-- START --
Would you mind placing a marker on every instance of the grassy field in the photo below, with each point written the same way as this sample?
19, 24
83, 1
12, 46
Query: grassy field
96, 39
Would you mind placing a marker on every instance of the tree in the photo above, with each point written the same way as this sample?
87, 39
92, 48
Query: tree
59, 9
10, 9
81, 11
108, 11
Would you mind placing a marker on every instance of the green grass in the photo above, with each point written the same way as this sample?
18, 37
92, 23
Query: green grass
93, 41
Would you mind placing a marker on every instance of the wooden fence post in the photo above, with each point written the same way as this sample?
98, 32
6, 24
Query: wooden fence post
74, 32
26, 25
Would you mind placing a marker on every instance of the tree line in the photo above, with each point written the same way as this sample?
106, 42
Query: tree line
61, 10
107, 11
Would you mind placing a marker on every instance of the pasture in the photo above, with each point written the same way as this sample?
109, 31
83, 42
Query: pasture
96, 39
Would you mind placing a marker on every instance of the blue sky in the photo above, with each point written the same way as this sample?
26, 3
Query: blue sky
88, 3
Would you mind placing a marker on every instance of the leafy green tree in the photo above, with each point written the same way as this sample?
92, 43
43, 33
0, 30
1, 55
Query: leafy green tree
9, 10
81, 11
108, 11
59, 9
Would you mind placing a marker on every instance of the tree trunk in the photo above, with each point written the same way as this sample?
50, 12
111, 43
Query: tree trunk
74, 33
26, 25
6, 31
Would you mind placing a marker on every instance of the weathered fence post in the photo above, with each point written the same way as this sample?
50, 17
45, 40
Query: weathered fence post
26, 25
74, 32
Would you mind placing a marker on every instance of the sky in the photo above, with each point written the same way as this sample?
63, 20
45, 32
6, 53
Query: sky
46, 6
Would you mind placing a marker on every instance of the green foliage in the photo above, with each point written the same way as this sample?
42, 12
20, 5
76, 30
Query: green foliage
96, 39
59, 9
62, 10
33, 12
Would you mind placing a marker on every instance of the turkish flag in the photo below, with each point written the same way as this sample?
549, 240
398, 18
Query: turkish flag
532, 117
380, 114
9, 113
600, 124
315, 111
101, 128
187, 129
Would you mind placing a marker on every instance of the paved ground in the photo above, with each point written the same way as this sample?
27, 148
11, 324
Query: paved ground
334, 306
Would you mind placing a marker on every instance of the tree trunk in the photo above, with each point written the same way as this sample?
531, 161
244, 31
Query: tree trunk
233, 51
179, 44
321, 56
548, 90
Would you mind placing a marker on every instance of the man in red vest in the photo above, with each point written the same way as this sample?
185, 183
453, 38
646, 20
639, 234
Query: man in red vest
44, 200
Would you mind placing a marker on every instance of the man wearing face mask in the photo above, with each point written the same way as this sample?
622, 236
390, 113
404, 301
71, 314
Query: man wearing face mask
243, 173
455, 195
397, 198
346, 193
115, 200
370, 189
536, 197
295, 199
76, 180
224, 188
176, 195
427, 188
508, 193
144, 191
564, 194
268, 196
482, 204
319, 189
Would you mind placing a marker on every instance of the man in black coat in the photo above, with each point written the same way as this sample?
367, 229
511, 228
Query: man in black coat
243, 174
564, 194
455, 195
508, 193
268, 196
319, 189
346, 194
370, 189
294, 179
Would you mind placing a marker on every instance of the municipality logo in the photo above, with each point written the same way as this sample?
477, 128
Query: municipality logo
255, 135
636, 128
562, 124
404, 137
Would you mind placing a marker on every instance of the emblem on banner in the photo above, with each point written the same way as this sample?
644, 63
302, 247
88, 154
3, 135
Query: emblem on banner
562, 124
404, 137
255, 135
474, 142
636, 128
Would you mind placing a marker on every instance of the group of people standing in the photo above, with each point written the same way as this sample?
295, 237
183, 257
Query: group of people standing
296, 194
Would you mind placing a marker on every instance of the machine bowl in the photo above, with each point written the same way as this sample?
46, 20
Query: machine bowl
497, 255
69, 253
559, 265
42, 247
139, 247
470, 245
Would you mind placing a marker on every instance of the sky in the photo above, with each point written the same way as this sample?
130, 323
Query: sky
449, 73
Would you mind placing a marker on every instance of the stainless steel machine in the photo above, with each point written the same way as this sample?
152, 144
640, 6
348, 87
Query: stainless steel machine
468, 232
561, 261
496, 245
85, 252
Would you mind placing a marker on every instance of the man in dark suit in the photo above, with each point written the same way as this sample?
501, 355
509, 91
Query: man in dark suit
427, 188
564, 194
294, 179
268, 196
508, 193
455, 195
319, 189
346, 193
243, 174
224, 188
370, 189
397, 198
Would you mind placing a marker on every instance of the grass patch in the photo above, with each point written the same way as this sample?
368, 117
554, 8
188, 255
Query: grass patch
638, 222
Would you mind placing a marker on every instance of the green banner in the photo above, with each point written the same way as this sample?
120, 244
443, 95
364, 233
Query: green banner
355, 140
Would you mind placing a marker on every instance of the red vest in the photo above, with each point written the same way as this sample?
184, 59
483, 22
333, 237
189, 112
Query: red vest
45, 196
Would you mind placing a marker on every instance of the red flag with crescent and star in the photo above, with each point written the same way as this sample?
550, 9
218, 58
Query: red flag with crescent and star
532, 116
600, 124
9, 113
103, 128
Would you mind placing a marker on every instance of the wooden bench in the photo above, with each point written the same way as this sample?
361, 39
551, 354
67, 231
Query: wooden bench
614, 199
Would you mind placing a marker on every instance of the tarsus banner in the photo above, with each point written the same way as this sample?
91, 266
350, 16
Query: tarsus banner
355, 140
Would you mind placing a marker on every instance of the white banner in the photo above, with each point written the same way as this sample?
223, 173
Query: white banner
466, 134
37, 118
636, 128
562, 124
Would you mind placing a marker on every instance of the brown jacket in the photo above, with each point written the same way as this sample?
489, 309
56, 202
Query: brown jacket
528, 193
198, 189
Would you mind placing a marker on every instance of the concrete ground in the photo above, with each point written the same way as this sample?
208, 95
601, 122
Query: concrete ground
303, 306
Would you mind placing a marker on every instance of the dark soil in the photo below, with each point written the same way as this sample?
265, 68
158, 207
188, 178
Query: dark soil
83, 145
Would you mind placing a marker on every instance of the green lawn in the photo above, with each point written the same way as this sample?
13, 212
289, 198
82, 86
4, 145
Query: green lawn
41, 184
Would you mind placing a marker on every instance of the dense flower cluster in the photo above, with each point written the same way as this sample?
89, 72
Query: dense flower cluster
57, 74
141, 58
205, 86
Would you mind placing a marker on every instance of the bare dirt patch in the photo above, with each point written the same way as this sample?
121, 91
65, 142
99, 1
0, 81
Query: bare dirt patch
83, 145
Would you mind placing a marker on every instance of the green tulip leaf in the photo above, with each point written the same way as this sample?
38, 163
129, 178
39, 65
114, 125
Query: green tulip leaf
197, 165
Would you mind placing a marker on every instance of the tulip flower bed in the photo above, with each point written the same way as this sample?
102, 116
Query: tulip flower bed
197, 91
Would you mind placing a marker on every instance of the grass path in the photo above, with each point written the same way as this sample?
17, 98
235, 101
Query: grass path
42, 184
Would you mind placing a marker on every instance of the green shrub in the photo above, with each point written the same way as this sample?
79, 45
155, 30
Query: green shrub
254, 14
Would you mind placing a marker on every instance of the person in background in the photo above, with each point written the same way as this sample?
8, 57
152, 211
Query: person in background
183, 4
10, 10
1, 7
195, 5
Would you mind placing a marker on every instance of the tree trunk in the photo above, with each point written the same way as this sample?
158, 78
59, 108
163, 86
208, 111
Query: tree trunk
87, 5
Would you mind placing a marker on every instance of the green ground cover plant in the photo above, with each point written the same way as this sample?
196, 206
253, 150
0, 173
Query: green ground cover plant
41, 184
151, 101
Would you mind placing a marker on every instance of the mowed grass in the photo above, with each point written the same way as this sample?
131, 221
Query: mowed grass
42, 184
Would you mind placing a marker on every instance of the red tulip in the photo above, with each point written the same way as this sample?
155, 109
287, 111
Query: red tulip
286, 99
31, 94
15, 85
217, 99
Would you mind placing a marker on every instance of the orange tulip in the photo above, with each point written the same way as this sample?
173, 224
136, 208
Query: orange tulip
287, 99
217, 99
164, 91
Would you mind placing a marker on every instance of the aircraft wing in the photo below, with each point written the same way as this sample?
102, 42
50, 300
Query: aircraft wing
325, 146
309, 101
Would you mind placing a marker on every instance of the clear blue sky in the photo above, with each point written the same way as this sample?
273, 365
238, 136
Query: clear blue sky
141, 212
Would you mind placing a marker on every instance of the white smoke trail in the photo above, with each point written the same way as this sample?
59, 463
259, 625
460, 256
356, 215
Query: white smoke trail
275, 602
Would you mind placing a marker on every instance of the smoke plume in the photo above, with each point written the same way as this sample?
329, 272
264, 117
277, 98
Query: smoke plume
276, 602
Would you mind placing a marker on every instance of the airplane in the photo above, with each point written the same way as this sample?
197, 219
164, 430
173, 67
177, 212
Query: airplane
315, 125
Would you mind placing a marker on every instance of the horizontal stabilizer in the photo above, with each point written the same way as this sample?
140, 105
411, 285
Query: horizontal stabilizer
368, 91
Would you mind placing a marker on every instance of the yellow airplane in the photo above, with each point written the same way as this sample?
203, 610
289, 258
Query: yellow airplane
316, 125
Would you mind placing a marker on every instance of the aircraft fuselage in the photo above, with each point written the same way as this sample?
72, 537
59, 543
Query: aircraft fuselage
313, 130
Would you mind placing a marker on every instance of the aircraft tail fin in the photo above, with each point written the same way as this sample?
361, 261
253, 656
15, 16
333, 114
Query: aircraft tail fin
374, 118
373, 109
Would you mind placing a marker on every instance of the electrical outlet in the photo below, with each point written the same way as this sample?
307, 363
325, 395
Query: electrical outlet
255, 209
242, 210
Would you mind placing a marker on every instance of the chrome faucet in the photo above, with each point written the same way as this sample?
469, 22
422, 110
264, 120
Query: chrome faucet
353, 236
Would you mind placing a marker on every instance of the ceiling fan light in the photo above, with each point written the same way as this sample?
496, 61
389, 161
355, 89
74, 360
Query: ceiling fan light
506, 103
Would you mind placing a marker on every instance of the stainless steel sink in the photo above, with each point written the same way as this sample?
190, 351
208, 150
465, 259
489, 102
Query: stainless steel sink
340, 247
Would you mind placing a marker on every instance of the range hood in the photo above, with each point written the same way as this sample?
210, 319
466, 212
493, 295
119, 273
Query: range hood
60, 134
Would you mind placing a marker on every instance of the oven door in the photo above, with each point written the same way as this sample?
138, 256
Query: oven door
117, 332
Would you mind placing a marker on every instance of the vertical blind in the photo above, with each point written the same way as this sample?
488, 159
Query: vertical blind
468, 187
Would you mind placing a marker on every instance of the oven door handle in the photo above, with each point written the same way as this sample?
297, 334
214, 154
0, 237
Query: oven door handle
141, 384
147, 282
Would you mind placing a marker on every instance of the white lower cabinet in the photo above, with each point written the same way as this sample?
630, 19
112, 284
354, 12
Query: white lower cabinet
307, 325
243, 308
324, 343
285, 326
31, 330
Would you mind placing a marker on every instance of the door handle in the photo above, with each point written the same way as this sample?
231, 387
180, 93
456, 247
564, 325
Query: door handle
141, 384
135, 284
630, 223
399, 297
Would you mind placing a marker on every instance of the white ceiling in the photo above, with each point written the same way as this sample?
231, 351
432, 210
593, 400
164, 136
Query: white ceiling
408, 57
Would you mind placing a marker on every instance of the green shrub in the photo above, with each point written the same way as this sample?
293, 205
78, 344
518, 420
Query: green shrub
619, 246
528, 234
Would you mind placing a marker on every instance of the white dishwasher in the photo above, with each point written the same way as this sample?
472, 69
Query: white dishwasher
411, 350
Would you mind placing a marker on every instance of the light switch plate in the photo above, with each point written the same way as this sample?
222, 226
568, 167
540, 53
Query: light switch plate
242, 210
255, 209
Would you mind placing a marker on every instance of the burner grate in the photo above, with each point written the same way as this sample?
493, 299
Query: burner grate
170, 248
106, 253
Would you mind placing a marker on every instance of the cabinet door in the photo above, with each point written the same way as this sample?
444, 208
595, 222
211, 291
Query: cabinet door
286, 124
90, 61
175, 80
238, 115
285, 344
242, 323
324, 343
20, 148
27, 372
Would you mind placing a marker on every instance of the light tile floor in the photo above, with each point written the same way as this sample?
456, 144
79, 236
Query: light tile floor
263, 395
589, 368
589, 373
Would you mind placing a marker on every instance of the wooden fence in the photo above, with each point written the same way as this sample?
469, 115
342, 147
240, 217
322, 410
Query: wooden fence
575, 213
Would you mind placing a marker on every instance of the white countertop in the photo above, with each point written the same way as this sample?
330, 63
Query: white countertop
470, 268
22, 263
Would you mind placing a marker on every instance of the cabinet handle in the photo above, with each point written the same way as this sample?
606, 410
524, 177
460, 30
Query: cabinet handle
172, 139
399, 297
-- END --
> _What to do_:
Starting at the line that contains "the white dishwasher", print every line through the end of the listing, word for word. Leave out all the rest.

> _Reply to the task_:
Would you mind placing a marker on every instance of the white dishwasher in the photo above, with each point written the same way as this sample?
472, 69
Query: white dishwasher
411, 350
Would you mind placing a marker on every instance of the light switch plate in the photo above, with each point written the same way as this sample?
222, 226
568, 167
540, 53
Query: light switch plate
242, 210
255, 209
Would you mind placing a marker on every instance of the burner grate in the photo above, with each point written the same way as this sample?
493, 299
Query: burner grate
170, 248
106, 253
Would you mind placing a marker on every instance of the cabinet door in the photo above, with each point written the same way as this sample?
444, 208
595, 222
211, 291
Query: cabinet door
286, 124
90, 61
175, 80
238, 115
285, 344
242, 323
324, 343
20, 148
27, 372
Would you mind placing a marker on every instance of the light tile floor in the photo above, with each point written the same way as this sample?
456, 144
79, 236
Query: light tile floor
263, 395
589, 368
589, 373
Would you mind placing a marker on every instance of the wooden fence in the photo above, with each point written the same way as this sample?
469, 115
342, 147
240, 217
322, 410
Query: wooden fence
575, 213
Would you mind placing a marker on every instance of the white countertop in the photo above, with each point written the same way as this sample?
330, 63
Query: white countertop
470, 268
22, 263
Would you mind placing a marker on every instance of the cabinet handle in the photo above, with each point written the same way as this sample?
606, 410
524, 177
460, 30
Query: cabinet handle
172, 139
399, 297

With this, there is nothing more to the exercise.